Count the lines in the records below that contain the string "bumper", matching case exactly, and reply with only that number.

### LISTED RECORDS:
## Begin

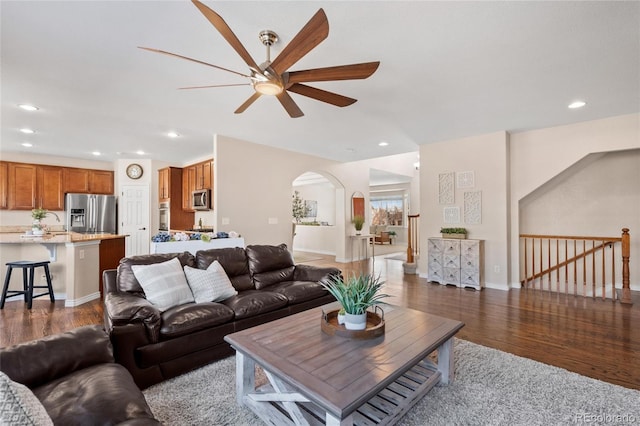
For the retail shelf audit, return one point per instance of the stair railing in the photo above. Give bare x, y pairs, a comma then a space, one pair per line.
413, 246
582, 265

## End
## Begin

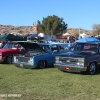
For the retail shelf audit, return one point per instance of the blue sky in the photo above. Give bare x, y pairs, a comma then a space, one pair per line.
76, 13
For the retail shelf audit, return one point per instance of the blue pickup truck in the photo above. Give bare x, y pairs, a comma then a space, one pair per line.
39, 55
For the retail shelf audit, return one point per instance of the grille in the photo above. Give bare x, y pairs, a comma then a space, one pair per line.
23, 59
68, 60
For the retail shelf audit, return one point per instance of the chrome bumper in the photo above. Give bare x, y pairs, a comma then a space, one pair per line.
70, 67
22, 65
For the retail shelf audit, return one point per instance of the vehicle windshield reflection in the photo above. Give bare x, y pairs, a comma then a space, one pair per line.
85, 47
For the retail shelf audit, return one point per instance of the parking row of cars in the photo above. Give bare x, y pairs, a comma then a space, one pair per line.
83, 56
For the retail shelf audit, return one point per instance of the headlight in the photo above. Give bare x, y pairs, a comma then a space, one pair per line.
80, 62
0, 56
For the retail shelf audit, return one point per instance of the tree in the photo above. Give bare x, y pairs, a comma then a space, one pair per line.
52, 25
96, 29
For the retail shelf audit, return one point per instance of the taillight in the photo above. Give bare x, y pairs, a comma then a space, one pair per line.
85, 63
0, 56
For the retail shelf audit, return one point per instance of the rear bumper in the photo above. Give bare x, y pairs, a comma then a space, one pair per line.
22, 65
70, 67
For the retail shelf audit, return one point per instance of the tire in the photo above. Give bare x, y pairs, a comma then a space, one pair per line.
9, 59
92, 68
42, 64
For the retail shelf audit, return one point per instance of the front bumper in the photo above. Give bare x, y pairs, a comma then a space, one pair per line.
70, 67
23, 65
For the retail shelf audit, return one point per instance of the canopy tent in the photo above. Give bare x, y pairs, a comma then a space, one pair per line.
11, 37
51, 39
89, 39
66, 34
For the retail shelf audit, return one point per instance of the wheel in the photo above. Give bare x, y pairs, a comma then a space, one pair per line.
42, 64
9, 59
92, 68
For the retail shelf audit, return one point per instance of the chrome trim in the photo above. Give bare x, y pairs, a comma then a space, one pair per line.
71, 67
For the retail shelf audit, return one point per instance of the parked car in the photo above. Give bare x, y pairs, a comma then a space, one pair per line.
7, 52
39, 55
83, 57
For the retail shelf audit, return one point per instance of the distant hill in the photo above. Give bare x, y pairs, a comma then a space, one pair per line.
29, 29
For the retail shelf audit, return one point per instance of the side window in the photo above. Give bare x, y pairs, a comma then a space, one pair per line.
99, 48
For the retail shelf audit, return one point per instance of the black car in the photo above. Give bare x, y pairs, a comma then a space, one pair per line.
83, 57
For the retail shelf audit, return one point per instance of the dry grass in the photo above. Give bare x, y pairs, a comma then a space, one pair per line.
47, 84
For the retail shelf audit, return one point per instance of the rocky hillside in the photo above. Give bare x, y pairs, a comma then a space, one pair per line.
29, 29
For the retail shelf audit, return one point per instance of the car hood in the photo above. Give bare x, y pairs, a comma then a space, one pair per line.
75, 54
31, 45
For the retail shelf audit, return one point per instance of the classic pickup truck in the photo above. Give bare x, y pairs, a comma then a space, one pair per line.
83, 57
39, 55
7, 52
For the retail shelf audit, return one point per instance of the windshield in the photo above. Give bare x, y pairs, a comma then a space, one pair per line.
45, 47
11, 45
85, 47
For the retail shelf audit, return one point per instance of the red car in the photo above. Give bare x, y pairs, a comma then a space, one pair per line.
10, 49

## End

### CORRECT RESPONSE:
3